* SOURCE TEXT *
● ● ● ● ●

John F. Barnes’ style Myofascial Release could be considered the yin to Structural Integration’s yang, and therefore an excellent complement to it. The hallmark of Myofascial Release is using the applied pressure or stretching over time (3-5 minutes or longer) to get maximal release in the fascial connective tissue. Certain components of the muscle/fascial complex release quickly with manipulation, pressure, or stretching, but an important component – the structural collagen fibers – require more time before a certain biochemical change begins to take place allowing the fascia to soften and release. Accordingly, Myofascial Release uses gentle, sustained holds or stretches where the tissue is engaged and allowed to pass through successive stages of release or softening for a period of several minutes or more for each technique. The advantage of this style of work is it achieves very complete releases of fascial tension patterns. Another advantage is the time involved for each hold allows for heightened sensitivity on both the client and therapist’s part – allowing broad fascial tension patterns in the body to reveal themselves through the felt sense and other signals.
Myofascial Release is also an excellent approach for engaging with ’tissue memory’ such as held emotional energy or trauma (physical or emotional). The time and sensitive touch frequently allows the client to ‘feel into’ the energetic content of the tissue and use that awareness to process the unresolved emotion or trauma in the safe environment of the session, or at home following the work.
A wide variety of musculoskeletal dysfunctions can be effectively treated with Myofascial Release including headaches, back pain, shoulder pain, neck pain, disc injuries, scar tissue, surgical and emotional trauma, fibromyalgia, sciatica, whiplash, TMJ, pelvic pain, and many others.

● ● ● ● ●

* SOURCE MATERIAL *
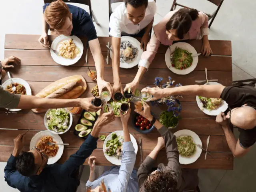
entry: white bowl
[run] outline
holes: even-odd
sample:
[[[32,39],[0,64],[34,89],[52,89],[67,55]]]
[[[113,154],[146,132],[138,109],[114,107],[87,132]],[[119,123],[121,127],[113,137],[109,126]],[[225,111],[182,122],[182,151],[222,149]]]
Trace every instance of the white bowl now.
[[[55,131],[52,131],[52,130],[50,130],[49,129],[49,128],[47,126],[47,114],[48,114],[48,113],[50,112],[50,110],[51,110],[51,109],[50,109],[48,110],[46,112],[46,113],[45,114],[45,115],[44,115],[44,126],[45,126],[45,127],[47,129],[47,130],[48,130],[49,131],[50,131],[51,133],[52,133],[54,134],[56,134],[57,135],[60,135],[61,134],[63,134],[64,133],[66,133],[68,130],[69,130],[69,129],[71,127],[71,126],[72,125],[72,123],[73,122],[73,116],[72,116],[72,114],[70,113],[69,111],[68,111],[66,109],[66,108],[64,108],[64,109],[66,111],[67,111],[67,112],[68,112],[68,113],[69,113],[69,117],[70,117],[69,125],[68,126],[68,128],[67,129],[66,129],[65,130],[65,131],[63,131],[62,132],[55,132]]]

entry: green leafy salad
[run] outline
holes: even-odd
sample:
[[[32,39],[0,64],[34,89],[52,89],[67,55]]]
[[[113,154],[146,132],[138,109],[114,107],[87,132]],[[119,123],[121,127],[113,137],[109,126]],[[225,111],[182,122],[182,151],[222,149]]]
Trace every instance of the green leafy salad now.
[[[47,114],[47,125],[49,129],[55,132],[62,132],[68,128],[69,113],[65,109],[51,109]]]
[[[190,157],[196,150],[196,144],[191,136],[181,136],[176,138],[178,150],[180,154],[184,157]]]
[[[123,142],[124,138],[118,136],[115,133],[112,134],[112,139],[107,142],[105,152],[108,156],[116,156],[118,158],[123,154]]]
[[[172,66],[176,69],[182,70],[190,67],[192,64],[192,54],[186,50],[176,47],[172,55]]]

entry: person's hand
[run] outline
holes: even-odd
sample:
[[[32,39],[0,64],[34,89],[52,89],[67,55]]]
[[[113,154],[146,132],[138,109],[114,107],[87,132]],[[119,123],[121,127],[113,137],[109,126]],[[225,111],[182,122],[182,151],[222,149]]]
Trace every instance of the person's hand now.
[[[103,80],[102,79],[98,79],[97,80],[97,84],[98,87],[99,89],[99,94],[100,95],[101,92],[102,91],[103,88],[106,88],[109,92],[112,95],[113,93],[113,88],[110,83]]]
[[[164,89],[159,89],[156,87],[147,87],[147,88],[144,88],[141,90],[141,92],[148,93],[153,96],[150,101],[154,101],[158,99],[160,99],[165,96],[164,95]]]
[[[150,121],[151,121],[153,119],[153,116],[151,115],[150,112],[150,107],[147,104],[146,102],[142,102],[143,105],[144,110],[142,111],[139,111],[136,109],[134,110],[134,111],[137,113],[140,114],[140,115],[143,116],[144,118],[147,119]]]
[[[91,156],[89,158],[89,160],[88,161],[88,164],[90,166],[90,169],[92,172],[94,172],[95,170],[95,168],[96,167],[96,157],[94,156]]]
[[[84,109],[86,109],[88,111],[91,112],[96,112],[100,110],[102,107],[96,107],[92,104],[92,102],[94,99],[94,97],[90,97],[88,98],[84,98],[80,99],[80,106]]]
[[[210,46],[209,41],[204,41],[201,52],[203,55],[206,57],[212,54],[212,51]]]
[[[228,127],[228,122],[226,117],[226,115],[223,112],[221,112],[216,117],[215,121],[222,126],[222,128],[226,128]]]
[[[120,118],[121,118],[121,121],[123,125],[127,125],[128,124],[128,121],[130,118],[130,116],[131,114],[131,108],[129,108],[127,112],[124,115],[119,110],[119,113],[120,114]]]
[[[46,45],[49,45],[49,41],[48,41],[48,35],[46,32],[43,32],[38,39],[38,42],[44,47],[46,47]],[[43,43],[42,43],[42,42]]]
[[[165,143],[164,142],[164,140],[163,137],[159,137],[157,138],[157,144],[156,144],[156,147],[160,150],[165,147]]]
[[[2,61],[1,62],[2,66],[3,68],[4,69],[8,69],[9,68],[13,68],[14,67],[13,65],[9,65],[9,64],[13,63],[17,64],[19,64],[20,63],[20,60],[14,56],[11,56],[10,57],[6,58]]]
[[[141,38],[140,42],[140,48],[143,50],[143,51],[145,51],[147,48],[147,45],[149,42],[149,34],[145,34]]]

● ● ● ● ●

* WORK ITEM *
Retype the passage on myofascial release from "A wide variety" to "and many others." with no changes. The records have no connection to the text on myofascial release.

* ANSWER BOX *
A wide variety of musculoskeletal dysfunctions can be effectively treated with Myofascial Release including headaches, back pain, shoulder pain, neck pain, disc injuries, scar tissue, surgical and emotional trauma, fibromyalgia, sciatica, whiplash, TMJ, pelvic pain, and many others.